**TASK GOAL**
Starting at the beginning of the material and ending with the line that contains "165 47 L 165", write those lines out again, substituting "Delineate" for "Outline" and leaving everything else unchanged. Omit the pictures.

Labeled area outline entries:
::::

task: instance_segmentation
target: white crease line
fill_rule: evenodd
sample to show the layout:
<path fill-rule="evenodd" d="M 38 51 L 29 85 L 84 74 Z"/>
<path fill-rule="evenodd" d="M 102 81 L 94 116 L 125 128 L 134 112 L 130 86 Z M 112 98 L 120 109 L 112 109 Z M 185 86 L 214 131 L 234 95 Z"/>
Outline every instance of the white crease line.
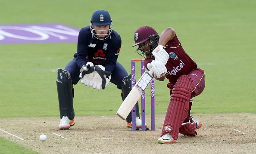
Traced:
<path fill-rule="evenodd" d="M 1 129 L 0 129 L 0 130 L 2 131 L 3 131 L 4 132 L 6 132 L 6 133 L 7 133 L 7 134 L 8 134 L 9 135 L 11 135 L 12 136 L 13 136 L 14 137 L 16 137 L 16 138 L 18 138 L 19 139 L 21 139 L 22 141 L 26 141 L 25 139 L 22 139 L 22 138 L 21 138 L 20 137 L 19 137 L 19 136 L 15 136 L 15 135 L 13 135 L 13 134 L 11 134 L 9 132 L 7 132 L 5 130 L 3 130 Z"/>
<path fill-rule="evenodd" d="M 240 132 L 240 133 L 241 133 L 243 134 L 245 134 L 245 135 L 247 135 L 247 134 L 245 132 L 243 132 L 242 131 L 240 131 L 239 130 L 237 130 L 237 129 L 234 129 L 234 130 L 235 130 L 236 131 L 237 131 L 237 132 Z"/>
<path fill-rule="evenodd" d="M 64 139 L 68 139 L 66 138 L 65 138 L 65 137 L 63 137 L 63 136 L 60 136 L 60 135 L 59 135 L 58 134 L 56 134 L 56 133 L 53 133 L 53 134 L 54 134 L 55 135 L 56 135 L 58 136 L 59 136 L 59 137 L 60 137 L 62 138 L 63 138 Z"/>
<path fill-rule="evenodd" d="M 125 137 L 123 138 L 86 138 L 86 139 L 83 139 L 83 140 L 111 140 L 111 139 L 138 139 L 138 138 L 127 138 Z"/>

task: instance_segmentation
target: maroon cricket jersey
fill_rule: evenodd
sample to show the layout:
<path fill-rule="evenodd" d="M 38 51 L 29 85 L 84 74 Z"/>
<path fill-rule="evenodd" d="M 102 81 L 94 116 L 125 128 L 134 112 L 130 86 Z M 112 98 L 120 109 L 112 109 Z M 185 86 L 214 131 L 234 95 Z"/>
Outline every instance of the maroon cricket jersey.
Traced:
<path fill-rule="evenodd" d="M 165 47 L 165 49 L 170 56 L 165 65 L 167 69 L 165 77 L 170 83 L 175 83 L 179 77 L 187 74 L 193 69 L 197 68 L 197 64 L 184 51 L 176 34 Z M 147 67 L 147 65 L 154 59 L 154 57 L 152 55 L 146 57 L 145 66 Z"/>

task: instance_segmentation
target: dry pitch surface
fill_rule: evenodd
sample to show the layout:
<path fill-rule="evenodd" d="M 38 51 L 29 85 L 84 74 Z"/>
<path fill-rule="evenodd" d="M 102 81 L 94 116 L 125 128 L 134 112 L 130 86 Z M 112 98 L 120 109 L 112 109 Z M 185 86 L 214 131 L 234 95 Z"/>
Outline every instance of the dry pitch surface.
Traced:
<path fill-rule="evenodd" d="M 75 125 L 65 131 L 57 129 L 59 117 L 1 118 L 0 136 L 42 154 L 256 153 L 256 115 L 193 115 L 203 123 L 197 136 L 180 137 L 173 144 L 156 143 L 162 114 L 156 116 L 155 131 L 132 132 L 116 115 L 76 117 Z M 41 134 L 47 136 L 46 142 L 39 140 Z"/>

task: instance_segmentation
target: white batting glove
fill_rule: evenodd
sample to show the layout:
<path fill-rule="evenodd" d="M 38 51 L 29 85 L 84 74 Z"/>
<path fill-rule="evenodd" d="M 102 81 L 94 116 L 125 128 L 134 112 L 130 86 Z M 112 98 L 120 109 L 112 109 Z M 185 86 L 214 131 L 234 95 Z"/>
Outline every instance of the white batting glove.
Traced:
<path fill-rule="evenodd" d="M 87 62 L 85 66 L 84 65 L 80 69 L 79 77 L 81 79 L 81 83 L 87 86 L 91 86 L 94 77 L 94 65 L 91 62 Z"/>
<path fill-rule="evenodd" d="M 154 74 L 158 78 L 163 76 L 167 72 L 165 66 L 162 62 L 158 60 L 154 60 L 150 63 L 147 64 L 147 67 L 149 69 L 153 70 Z"/>
<path fill-rule="evenodd" d="M 111 72 L 105 71 L 105 67 L 100 65 L 94 67 L 94 77 L 91 86 L 98 90 L 104 89 L 111 78 Z"/>
<path fill-rule="evenodd" d="M 153 50 L 152 53 L 155 56 L 155 59 L 162 62 L 164 65 L 166 64 L 170 58 L 168 53 L 164 49 L 164 46 L 161 45 L 157 46 Z"/>

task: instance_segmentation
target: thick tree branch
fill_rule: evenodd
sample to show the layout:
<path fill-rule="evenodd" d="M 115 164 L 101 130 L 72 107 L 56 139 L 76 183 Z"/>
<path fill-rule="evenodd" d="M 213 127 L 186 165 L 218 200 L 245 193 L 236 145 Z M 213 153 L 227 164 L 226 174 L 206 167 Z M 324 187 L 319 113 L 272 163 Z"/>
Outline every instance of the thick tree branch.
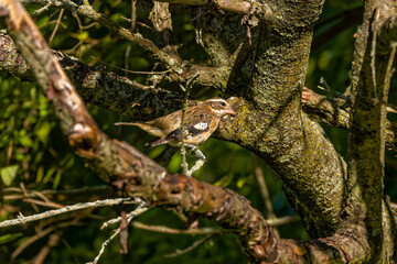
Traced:
<path fill-rule="evenodd" d="M 10 33 L 33 65 L 34 75 L 42 78 L 37 81 L 57 108 L 69 144 L 105 182 L 153 205 L 174 206 L 215 219 L 237 234 L 257 263 L 354 261 L 358 243 L 355 235 L 362 234 L 354 226 L 342 237 L 302 242 L 279 240 L 244 197 L 183 175 L 170 175 L 127 143 L 108 139 L 87 113 L 22 6 L 4 0 L 0 14 L 8 18 Z"/>
<path fill-rule="evenodd" d="M 76 4 L 71 0 L 22 0 L 21 2 L 26 4 L 34 3 L 42 6 L 46 6 L 51 2 L 52 7 L 75 11 L 78 15 L 101 24 L 109 31 L 109 33 L 119 35 L 138 44 L 140 47 L 144 48 L 153 57 L 153 59 L 160 62 L 167 69 L 170 69 L 167 75 L 167 78 L 170 81 L 185 82 L 198 74 L 195 82 L 202 86 L 212 86 L 224 90 L 228 82 L 229 72 L 225 66 L 232 68 L 230 65 L 211 67 L 194 65 L 189 62 L 181 62 L 179 56 L 175 56 L 175 48 L 160 50 L 150 40 L 143 37 L 139 33 L 132 33 L 130 30 L 120 26 L 105 14 L 96 12 L 90 6 Z"/>
<path fill-rule="evenodd" d="M 397 42 L 395 1 L 368 0 L 355 44 L 348 138 L 346 218 L 367 230 L 371 263 L 391 261 L 389 213 L 384 205 L 386 106 Z M 373 99 L 378 99 L 374 102 Z"/>
<path fill-rule="evenodd" d="M 211 0 L 157 0 L 157 2 L 182 3 L 187 6 L 207 6 L 212 3 Z M 237 12 L 242 14 L 249 14 L 254 11 L 264 16 L 272 18 L 272 10 L 261 2 L 250 2 L 244 0 L 216 0 L 216 8 L 224 11 Z"/>
<path fill-rule="evenodd" d="M 351 101 L 342 98 L 329 98 L 303 88 L 302 108 L 310 119 L 334 128 L 348 130 Z M 397 151 L 397 124 L 386 121 L 386 147 Z"/>
<path fill-rule="evenodd" d="M 72 79 L 85 102 L 128 116 L 133 120 L 150 120 L 182 108 L 183 96 L 161 88 L 152 89 L 126 77 L 105 72 L 103 66 L 93 67 L 77 58 L 53 52 Z M 0 70 L 23 80 L 33 81 L 34 76 L 26 61 L 7 34 L 0 32 Z M 192 102 L 193 103 L 193 102 Z M 303 88 L 301 103 L 310 119 L 328 125 L 348 129 L 351 102 L 342 98 L 321 96 Z M 397 124 L 386 122 L 386 146 L 397 151 Z M 222 135 L 218 139 L 224 140 Z"/>

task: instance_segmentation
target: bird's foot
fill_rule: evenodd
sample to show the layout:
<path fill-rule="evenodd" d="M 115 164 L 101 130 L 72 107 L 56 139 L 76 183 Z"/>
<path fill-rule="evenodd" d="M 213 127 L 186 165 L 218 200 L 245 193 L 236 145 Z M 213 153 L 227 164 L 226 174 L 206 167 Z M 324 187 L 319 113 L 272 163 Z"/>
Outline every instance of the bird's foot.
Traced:
<path fill-rule="evenodd" d="M 197 146 L 195 145 L 190 145 L 190 144 L 185 144 L 186 147 L 190 148 L 190 153 L 192 155 L 194 155 L 197 161 L 195 162 L 195 164 L 193 165 L 193 167 L 191 169 L 187 169 L 186 175 L 189 177 L 191 177 L 196 170 L 198 170 L 205 163 L 205 156 L 204 154 L 198 150 Z"/>

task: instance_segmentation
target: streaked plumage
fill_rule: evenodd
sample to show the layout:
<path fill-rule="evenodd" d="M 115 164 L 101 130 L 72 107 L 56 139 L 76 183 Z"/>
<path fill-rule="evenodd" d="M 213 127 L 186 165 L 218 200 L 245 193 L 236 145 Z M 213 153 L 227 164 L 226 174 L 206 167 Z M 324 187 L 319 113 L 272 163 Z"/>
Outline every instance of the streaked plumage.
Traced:
<path fill-rule="evenodd" d="M 236 112 L 222 98 L 212 98 L 198 106 L 187 108 L 184 118 L 185 144 L 197 146 L 204 143 L 217 129 L 221 118 L 226 114 L 235 116 Z M 182 110 L 179 110 L 147 122 L 116 124 L 137 125 L 149 134 L 161 138 L 152 143 L 153 146 L 162 144 L 180 146 L 182 142 L 181 121 Z"/>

::::

**SOLUTION TO THIS TASK**
task: instance_segmentation
target: white crease line
fill_rule: evenodd
sample to show the layout:
<path fill-rule="evenodd" d="M 38 51 L 29 85 L 84 74 Z"/>
<path fill-rule="evenodd" d="M 102 81 L 94 116 L 125 128 L 134 112 L 130 86 Z M 112 98 L 120 109 L 112 109 Z M 185 86 L 214 131 L 234 95 Z"/>
Delineate every instance of the white crease line.
Traced:
<path fill-rule="evenodd" d="M 1 129 L 0 129 L 0 130 L 2 131 L 3 131 L 4 132 L 6 132 L 6 133 L 7 133 L 7 134 L 8 134 L 9 135 L 11 135 L 12 136 L 13 136 L 14 137 L 16 137 L 16 138 L 18 138 L 19 139 L 21 139 L 22 141 L 26 141 L 25 139 L 22 139 L 22 138 L 21 138 L 20 137 L 19 137 L 19 136 L 15 136 L 15 135 L 13 135 L 13 134 L 11 134 L 9 132 L 7 132 L 5 130 L 3 130 Z"/>
<path fill-rule="evenodd" d="M 240 132 L 240 133 L 241 133 L 243 134 L 245 134 L 245 135 L 247 135 L 247 134 L 245 132 L 243 132 L 242 131 L 240 131 L 239 130 L 237 130 L 237 129 L 234 129 L 234 130 L 235 130 L 236 131 L 237 131 L 237 132 Z"/>
<path fill-rule="evenodd" d="M 64 139 L 68 139 L 66 138 L 65 138 L 65 137 L 63 137 L 63 136 L 60 136 L 60 135 L 59 135 L 58 134 L 56 134 L 56 133 L 53 133 L 53 134 L 54 134 L 55 135 L 56 135 L 58 136 L 59 136 L 59 137 L 60 137 L 62 138 L 63 138 Z"/>
<path fill-rule="evenodd" d="M 125 137 L 123 138 L 86 138 L 86 139 L 83 139 L 83 140 L 111 140 L 111 139 L 138 139 L 138 138 L 127 138 Z"/>

task: instance_segmentation
target: maroon cricket jersey
fill_rule: evenodd
sample to show the layout:
<path fill-rule="evenodd" d="M 38 51 L 29 85 L 84 74 Z"/>
<path fill-rule="evenodd" d="M 102 81 L 94 116 L 125 128 L 134 112 L 130 86 Z M 112 98 L 120 109 L 112 109 Z M 185 86 L 214 131 L 234 95 Z"/>
Delineate every instance of the maroon cricket jersey.
Traced:
<path fill-rule="evenodd" d="M 165 47 L 165 49 L 170 56 L 165 65 L 167 69 L 165 77 L 170 83 L 175 83 L 179 77 L 187 74 L 193 69 L 197 68 L 197 64 L 184 51 L 176 34 Z M 147 67 L 147 65 L 154 59 L 154 57 L 152 55 L 146 57 L 145 66 Z"/>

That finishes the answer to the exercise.